[Data records]
*-*-*

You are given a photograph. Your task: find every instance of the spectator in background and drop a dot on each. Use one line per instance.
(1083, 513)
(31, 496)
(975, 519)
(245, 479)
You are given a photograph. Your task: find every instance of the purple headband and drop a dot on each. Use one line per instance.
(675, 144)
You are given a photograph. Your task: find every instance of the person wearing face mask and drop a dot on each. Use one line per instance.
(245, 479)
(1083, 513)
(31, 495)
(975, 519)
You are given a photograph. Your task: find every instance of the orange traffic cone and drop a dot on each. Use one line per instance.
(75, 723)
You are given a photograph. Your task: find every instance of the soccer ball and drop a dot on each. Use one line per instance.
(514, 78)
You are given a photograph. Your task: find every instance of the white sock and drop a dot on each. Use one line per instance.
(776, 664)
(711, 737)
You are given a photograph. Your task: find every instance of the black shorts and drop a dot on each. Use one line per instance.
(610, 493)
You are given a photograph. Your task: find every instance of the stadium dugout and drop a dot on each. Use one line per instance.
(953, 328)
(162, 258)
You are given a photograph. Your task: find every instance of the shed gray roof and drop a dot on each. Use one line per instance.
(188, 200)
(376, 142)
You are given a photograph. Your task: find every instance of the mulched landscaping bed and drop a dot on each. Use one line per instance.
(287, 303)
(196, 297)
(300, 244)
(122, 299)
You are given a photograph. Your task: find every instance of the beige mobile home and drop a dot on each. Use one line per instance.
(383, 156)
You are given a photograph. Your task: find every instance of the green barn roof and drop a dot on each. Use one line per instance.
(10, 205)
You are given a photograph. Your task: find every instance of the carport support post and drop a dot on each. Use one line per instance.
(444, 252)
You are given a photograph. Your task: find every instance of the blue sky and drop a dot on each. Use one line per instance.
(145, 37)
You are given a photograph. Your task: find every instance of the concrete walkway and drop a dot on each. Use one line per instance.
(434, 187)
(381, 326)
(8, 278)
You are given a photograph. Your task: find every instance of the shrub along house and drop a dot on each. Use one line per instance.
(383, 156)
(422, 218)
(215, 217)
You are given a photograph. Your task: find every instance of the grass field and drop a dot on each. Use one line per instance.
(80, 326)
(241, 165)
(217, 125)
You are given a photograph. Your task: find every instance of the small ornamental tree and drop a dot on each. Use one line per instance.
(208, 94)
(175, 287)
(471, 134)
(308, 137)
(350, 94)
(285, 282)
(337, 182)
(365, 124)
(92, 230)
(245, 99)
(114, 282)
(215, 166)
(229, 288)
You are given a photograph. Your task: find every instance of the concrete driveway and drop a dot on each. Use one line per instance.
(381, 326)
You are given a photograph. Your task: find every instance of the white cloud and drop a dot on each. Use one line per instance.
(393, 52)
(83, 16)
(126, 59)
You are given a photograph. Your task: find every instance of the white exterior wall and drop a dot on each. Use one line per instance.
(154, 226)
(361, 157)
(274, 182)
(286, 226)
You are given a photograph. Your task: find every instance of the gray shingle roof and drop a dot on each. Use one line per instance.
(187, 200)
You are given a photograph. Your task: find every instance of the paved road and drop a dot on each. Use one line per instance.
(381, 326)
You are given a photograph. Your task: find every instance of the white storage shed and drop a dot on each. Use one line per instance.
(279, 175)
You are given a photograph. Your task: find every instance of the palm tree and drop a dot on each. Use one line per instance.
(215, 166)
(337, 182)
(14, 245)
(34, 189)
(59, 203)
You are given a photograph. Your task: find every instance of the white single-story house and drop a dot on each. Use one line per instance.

*-*-*

▶ [WHAT TO WORK ON]
What should appear is an exact copy of the lines from the one with "of the palm" through the end of the entries above, ends included, and no other text.

▶ [SOLUTION TO THIS PROBLEM]
You are given a photograph. Your task: find every instance of the palm tree and drop a dot on each. Use one line per instance.
(215, 166)
(337, 182)
(14, 245)
(34, 189)
(59, 203)
You are given a photograph. Your task: find every instance of the white single-story house and drop a dot on each. Use one line per instance.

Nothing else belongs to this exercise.